→ **Data supplied**
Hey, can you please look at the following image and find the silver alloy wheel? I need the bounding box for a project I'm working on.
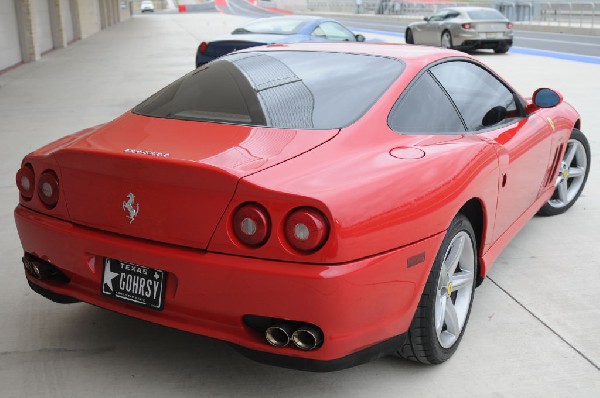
[435,230,475,348]
[441,32,452,49]
[549,138,588,208]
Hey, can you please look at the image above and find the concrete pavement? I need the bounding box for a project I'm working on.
[0,12,599,397]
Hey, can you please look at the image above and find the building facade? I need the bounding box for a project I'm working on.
[1,0,131,72]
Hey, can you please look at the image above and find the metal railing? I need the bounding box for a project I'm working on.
[303,0,600,28]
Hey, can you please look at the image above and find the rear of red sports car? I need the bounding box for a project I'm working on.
[15,43,585,370]
[14,47,453,370]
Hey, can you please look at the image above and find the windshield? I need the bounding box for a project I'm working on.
[232,18,310,35]
[467,9,506,20]
[134,51,405,129]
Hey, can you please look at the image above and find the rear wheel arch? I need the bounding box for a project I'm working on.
[457,198,486,286]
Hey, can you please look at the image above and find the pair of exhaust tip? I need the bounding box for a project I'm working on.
[265,324,323,351]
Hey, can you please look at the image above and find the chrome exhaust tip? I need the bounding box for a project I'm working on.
[22,255,69,283]
[291,326,323,351]
[265,324,294,347]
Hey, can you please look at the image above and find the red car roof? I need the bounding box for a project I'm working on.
[239,42,470,65]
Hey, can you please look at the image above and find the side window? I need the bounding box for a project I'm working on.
[389,72,465,134]
[429,10,449,21]
[313,22,355,41]
[430,61,520,131]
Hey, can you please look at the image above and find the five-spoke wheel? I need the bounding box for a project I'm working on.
[398,214,477,364]
[441,31,453,49]
[435,231,475,348]
[539,128,590,216]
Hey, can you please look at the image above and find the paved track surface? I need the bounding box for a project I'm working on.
[219,0,274,17]
[0,12,599,398]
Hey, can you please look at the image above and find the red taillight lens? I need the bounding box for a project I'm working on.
[233,203,270,247]
[38,170,59,208]
[199,42,208,54]
[16,164,35,200]
[462,23,472,30]
[506,22,513,29]
[285,208,329,253]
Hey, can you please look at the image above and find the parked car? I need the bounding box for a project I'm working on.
[195,16,365,67]
[140,0,154,13]
[406,7,513,53]
[15,43,589,371]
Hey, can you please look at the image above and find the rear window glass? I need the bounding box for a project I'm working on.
[232,18,309,35]
[467,10,506,20]
[134,51,404,130]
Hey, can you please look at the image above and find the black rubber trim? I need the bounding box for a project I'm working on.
[233,334,407,372]
[28,280,80,304]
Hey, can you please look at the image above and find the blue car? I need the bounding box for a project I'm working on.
[195,16,365,67]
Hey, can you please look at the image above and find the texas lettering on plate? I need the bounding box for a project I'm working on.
[102,258,166,310]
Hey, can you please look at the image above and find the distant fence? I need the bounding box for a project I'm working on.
[301,0,600,28]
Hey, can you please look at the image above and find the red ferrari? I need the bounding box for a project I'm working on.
[15,43,590,371]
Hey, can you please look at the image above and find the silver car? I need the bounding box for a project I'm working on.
[405,7,513,53]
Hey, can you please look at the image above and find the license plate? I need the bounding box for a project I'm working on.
[101,258,166,310]
[486,32,502,39]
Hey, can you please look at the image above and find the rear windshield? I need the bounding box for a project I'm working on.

→ **Activity**
If a record above contains a picture, leave the picture out and transcribe everything else exactly.

→ **Output for this exercise**
Hey, can you please look at the following image and find the silver alloy wheel? I need the bounding box for a project I'm working on.
[435,230,475,348]
[441,32,452,49]
[549,138,588,208]
Hey, can you please look at the image above and find the concrete pavement? I need the bounding box for a project I'm working on.
[0,12,599,397]
Hey, can you please look at the image above and find the building facade? I need the bounding box for a project I'm working on.
[1,0,131,72]
Hey, can you please look at the image above and find the metal railing? I need the bounding box for a project I'm working on.
[303,0,600,28]
Hey, can you please look at the image above and find the rear of red sports car? I need the bounding box for a project I'm working on.
[15,43,585,370]
[14,47,453,370]
Hey, can you please look at the image above and find the windshield? I need the bounding box for a project I'm working on.
[232,18,310,35]
[467,9,506,20]
[134,51,405,129]
Hey, can you please look at the image above and find the rear wheel arch? I need the bounding box for a project I'm working on.
[457,198,486,286]
Hey, can you please look at the image above and find the pair of exhaust tip? I need the bounding box for a project I'm working on.
[265,324,323,351]
Hey, can you please look at the image above and find the chrome exhaust tip? I need the bounding box for a project I'm working on.
[22,255,69,283]
[291,326,323,351]
[265,324,294,347]
Hey, can you please look at the image above and find the red car roof? I need the bounding box for a project I'm working on.
[239,42,470,65]
Hey, can you please look at the image above and find the side window? I need the bounding box for a project I'm working on.
[389,72,465,134]
[429,10,449,21]
[313,22,355,41]
[430,61,520,131]
Hey, can you please look at the image above and find the five-spoke wheel? I need the bounding box for a project I'm working on.
[398,214,477,364]
[441,31,453,49]
[435,231,475,348]
[539,128,590,216]
Hey, can you please look at the image above and find the paved track surface? I need the bounding box for a project I'm working on.
[219,0,274,17]
[0,12,599,398]
Hey, can you please look at the image above and find the red taillight lens? I need the bounding box for a project I'm working on.
[233,203,270,247]
[38,170,59,208]
[199,42,208,54]
[16,164,35,200]
[462,23,472,30]
[506,22,513,29]
[285,208,329,253]
Hey, can you please look at the image above and find the parked car? I need the bounding box for a project I'm working on.
[195,16,365,67]
[140,0,154,13]
[406,7,513,53]
[15,43,589,371]
Hey, can you please look at the image above and find the rear window glass? I need the bounding box for a project I'm working on.
[232,18,309,35]
[467,10,506,20]
[134,51,404,130]
Hey, can you please look at the image above and find the black rubber trim? I need the bounding box for a project I'm working on.
[233,334,407,372]
[28,280,80,304]
Hey, can you please look at the image above and find the blue car? I need the bounding box for a project I'm working on.
[195,16,365,67]
Hey, can you please look at the image above and find the texas lettering on plate? I need the bounding box for a project I'm working on.
[102,258,166,310]
Hey, can you please look at the image above and find the distant fence? I need the bounding box for a project I'm working on.
[301,0,600,28]
Hey, can you please look at the image above and find the red ferrari? I need the bounding box for a project I'm working on.
[15,43,590,371]
Hey, can you please look at the image above and find the silver car? I need the bounding box for a project I'm working on.
[405,7,513,53]
Hey, can you please look at the image above and find the license plate? I need the bounding box for a project I'm working on.
[101,258,166,310]
[486,32,502,39]
Hey, can you please look at the image above and find the rear windshield? I need the bounding box for a project I'm working on.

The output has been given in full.